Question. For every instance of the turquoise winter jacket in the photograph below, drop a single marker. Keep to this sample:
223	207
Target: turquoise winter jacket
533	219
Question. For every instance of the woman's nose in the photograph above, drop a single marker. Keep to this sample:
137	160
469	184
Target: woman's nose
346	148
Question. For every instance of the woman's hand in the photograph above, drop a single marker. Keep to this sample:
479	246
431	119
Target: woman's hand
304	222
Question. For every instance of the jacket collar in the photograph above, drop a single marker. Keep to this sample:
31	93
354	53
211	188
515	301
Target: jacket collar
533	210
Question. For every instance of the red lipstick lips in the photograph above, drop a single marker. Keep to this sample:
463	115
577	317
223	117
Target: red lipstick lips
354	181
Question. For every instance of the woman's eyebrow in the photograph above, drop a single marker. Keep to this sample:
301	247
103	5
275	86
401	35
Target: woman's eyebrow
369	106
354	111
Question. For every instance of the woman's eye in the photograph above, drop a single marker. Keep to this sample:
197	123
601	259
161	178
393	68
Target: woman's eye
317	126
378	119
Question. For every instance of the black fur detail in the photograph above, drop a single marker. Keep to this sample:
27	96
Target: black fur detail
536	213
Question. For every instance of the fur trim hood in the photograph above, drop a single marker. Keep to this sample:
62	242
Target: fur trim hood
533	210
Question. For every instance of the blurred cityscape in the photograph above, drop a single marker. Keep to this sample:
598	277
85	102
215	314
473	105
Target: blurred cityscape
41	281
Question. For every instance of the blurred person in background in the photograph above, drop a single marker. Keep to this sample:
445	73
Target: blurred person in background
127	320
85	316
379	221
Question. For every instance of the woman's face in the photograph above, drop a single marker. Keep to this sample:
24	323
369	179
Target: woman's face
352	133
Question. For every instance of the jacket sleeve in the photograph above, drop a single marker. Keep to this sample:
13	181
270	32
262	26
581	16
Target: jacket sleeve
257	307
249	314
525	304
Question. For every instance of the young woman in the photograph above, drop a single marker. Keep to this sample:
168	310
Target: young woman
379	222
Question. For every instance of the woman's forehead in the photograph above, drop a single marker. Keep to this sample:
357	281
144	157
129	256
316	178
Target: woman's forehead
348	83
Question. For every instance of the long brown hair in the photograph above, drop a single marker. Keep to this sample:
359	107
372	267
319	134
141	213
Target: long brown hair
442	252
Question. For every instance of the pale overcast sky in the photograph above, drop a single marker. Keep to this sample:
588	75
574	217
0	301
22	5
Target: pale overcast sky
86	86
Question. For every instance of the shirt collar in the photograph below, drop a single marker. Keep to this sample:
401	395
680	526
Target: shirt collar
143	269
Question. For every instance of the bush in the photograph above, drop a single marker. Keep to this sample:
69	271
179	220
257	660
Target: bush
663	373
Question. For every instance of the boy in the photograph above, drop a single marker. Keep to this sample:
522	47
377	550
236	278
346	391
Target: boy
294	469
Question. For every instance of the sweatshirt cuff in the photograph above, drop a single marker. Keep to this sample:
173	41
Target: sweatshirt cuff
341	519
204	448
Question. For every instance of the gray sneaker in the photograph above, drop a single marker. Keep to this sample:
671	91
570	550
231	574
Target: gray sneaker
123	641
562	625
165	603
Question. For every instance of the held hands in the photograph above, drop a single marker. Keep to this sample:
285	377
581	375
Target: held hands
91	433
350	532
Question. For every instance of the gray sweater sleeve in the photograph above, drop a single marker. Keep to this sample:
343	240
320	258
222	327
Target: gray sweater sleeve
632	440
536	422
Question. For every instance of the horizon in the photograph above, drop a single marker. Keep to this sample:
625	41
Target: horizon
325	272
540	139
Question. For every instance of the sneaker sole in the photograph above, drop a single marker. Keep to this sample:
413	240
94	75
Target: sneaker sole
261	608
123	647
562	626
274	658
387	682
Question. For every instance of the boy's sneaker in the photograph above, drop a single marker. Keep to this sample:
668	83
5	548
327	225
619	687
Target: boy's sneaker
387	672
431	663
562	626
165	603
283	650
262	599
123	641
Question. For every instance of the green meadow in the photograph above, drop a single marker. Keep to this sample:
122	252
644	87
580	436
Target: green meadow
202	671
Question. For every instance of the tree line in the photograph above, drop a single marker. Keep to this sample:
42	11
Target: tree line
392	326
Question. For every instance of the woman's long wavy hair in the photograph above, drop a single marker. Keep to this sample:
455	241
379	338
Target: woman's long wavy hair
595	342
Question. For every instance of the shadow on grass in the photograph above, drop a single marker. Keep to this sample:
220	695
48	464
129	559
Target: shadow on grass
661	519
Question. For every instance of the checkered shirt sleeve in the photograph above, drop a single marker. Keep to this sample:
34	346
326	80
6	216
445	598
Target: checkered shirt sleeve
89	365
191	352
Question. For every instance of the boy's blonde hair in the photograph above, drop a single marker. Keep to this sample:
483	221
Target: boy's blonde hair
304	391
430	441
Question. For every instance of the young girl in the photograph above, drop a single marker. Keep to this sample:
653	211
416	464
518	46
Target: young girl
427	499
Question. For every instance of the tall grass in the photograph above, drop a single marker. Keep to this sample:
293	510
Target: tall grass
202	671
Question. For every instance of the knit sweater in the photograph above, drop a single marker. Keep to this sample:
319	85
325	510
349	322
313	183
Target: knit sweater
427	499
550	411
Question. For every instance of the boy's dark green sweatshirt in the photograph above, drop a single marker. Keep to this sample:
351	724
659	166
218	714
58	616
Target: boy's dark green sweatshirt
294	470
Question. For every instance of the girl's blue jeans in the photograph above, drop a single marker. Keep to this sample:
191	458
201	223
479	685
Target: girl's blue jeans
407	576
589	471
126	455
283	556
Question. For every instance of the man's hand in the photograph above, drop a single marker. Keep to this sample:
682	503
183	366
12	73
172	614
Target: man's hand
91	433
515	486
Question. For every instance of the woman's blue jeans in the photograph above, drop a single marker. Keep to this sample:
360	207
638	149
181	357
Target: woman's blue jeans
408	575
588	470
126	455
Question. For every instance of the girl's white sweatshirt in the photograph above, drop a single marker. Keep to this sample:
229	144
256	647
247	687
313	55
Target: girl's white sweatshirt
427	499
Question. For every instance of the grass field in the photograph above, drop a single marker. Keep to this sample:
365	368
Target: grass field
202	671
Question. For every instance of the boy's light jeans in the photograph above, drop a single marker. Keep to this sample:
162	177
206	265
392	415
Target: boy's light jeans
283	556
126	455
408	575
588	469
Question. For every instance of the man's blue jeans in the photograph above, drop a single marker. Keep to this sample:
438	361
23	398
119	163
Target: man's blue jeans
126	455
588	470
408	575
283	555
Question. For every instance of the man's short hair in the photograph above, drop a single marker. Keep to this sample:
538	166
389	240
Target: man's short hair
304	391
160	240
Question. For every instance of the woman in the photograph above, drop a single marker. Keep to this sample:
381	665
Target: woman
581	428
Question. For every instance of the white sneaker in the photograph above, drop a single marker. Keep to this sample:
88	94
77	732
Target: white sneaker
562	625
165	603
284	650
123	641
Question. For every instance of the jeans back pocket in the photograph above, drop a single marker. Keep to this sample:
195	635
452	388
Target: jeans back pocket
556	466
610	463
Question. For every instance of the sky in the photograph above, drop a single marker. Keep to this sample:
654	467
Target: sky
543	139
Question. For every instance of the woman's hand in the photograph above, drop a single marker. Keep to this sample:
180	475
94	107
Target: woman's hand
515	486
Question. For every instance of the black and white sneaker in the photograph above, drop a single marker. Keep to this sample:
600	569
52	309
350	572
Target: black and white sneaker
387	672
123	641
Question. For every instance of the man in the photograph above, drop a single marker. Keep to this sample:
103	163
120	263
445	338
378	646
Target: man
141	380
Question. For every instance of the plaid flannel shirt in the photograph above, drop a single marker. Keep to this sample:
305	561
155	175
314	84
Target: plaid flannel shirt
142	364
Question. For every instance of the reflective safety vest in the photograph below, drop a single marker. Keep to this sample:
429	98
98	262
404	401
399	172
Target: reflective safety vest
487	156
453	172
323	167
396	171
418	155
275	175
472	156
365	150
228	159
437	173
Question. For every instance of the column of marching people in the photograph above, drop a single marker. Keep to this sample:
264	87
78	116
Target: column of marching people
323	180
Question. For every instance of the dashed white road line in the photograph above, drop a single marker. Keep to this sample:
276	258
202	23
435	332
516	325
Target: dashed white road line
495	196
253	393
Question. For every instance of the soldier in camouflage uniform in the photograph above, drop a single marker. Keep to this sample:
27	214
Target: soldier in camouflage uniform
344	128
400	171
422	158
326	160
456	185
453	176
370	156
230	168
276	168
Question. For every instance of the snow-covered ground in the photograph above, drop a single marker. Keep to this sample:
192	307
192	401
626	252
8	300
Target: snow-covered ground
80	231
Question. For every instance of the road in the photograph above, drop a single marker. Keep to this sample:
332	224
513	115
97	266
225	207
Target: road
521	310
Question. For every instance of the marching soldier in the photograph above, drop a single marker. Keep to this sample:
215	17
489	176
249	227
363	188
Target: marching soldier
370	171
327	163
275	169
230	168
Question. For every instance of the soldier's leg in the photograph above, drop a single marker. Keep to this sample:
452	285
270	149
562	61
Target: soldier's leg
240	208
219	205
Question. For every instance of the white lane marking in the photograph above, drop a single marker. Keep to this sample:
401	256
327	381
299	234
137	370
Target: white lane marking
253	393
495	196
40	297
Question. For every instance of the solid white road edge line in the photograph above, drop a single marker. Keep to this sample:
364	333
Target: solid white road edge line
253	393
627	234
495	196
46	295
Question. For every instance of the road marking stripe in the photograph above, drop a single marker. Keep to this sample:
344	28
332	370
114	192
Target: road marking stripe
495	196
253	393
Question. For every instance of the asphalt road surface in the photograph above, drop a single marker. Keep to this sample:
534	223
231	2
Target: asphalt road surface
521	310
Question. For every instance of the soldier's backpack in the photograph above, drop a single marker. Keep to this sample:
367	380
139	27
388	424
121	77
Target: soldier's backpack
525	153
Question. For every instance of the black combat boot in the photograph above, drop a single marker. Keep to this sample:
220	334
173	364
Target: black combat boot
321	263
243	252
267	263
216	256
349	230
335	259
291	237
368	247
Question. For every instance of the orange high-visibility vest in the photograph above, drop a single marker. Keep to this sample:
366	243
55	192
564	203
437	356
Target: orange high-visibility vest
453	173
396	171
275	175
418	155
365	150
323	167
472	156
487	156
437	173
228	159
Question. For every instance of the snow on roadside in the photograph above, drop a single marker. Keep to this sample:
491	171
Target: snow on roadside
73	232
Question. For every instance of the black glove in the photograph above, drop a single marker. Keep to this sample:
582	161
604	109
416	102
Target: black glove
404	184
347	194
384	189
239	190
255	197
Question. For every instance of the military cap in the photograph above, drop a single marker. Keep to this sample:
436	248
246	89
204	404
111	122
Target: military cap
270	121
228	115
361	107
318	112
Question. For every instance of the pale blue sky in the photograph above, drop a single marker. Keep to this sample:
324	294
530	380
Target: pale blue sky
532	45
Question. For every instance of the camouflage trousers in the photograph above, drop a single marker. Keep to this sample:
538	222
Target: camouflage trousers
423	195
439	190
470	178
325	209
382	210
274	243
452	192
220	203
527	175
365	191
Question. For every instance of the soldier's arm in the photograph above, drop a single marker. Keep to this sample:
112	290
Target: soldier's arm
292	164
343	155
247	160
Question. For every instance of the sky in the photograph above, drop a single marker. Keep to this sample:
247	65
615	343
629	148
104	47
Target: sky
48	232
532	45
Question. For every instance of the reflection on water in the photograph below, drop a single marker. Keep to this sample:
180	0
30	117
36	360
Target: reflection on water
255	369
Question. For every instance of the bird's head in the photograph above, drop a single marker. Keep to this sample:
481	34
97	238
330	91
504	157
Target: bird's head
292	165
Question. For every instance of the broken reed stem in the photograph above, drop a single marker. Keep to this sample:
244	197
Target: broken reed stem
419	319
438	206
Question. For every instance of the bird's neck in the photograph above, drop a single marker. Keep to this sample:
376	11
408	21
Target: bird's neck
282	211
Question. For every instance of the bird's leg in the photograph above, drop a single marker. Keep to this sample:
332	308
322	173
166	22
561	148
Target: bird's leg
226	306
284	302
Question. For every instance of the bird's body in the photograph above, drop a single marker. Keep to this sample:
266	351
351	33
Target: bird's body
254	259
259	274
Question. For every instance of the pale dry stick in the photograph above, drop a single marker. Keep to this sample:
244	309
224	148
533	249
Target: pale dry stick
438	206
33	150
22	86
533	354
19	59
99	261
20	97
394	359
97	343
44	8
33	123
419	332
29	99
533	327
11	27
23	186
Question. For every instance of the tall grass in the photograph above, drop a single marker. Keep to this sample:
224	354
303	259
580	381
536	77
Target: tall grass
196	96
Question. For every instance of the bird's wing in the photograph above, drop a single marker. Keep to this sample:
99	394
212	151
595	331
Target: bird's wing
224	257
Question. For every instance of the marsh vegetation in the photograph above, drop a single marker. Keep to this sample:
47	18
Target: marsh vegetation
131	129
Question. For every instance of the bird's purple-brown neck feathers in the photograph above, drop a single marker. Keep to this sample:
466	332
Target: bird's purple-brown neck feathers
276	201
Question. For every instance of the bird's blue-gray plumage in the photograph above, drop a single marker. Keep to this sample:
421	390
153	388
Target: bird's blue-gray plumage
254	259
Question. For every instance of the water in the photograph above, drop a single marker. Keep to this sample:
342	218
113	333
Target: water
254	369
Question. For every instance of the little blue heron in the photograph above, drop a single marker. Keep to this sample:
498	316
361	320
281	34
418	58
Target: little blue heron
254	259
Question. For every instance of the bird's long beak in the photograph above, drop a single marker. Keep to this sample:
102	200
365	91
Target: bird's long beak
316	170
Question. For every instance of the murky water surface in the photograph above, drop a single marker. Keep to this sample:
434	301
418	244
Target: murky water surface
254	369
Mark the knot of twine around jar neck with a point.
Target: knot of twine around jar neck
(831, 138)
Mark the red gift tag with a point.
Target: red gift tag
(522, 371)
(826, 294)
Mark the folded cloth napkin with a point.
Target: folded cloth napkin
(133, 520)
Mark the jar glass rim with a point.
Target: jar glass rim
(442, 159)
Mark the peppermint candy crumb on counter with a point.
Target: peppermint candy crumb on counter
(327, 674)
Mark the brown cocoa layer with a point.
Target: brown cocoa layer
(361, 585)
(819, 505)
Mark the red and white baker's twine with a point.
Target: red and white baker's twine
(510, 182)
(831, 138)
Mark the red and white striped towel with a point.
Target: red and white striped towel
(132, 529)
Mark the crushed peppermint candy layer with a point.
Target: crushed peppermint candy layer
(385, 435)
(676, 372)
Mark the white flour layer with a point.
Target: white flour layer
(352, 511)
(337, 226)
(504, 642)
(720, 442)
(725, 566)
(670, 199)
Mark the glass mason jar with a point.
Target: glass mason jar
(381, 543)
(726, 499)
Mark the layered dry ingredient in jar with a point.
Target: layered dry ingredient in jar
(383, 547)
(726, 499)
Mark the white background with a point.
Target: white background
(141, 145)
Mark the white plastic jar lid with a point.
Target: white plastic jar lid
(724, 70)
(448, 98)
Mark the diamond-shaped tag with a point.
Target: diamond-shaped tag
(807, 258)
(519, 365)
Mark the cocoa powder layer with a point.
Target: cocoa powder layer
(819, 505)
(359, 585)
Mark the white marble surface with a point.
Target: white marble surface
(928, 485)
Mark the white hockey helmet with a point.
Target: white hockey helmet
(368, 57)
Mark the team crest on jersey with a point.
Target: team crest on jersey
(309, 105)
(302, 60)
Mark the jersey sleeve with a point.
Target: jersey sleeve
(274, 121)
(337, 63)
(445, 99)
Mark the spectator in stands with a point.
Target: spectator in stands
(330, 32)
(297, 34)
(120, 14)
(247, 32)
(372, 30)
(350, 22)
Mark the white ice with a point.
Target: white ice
----------------
▶ _TASK INSTRUCTIONS_
After locating the line with "Target: spectator in stands", output that line and every later one exactly, through the end of the entries above.

▶ _TASK ANSWER_
Target: spectator in stands
(330, 32)
(297, 34)
(120, 14)
(247, 32)
(372, 30)
(350, 22)
Mark the white ice with a point.
Target: white ice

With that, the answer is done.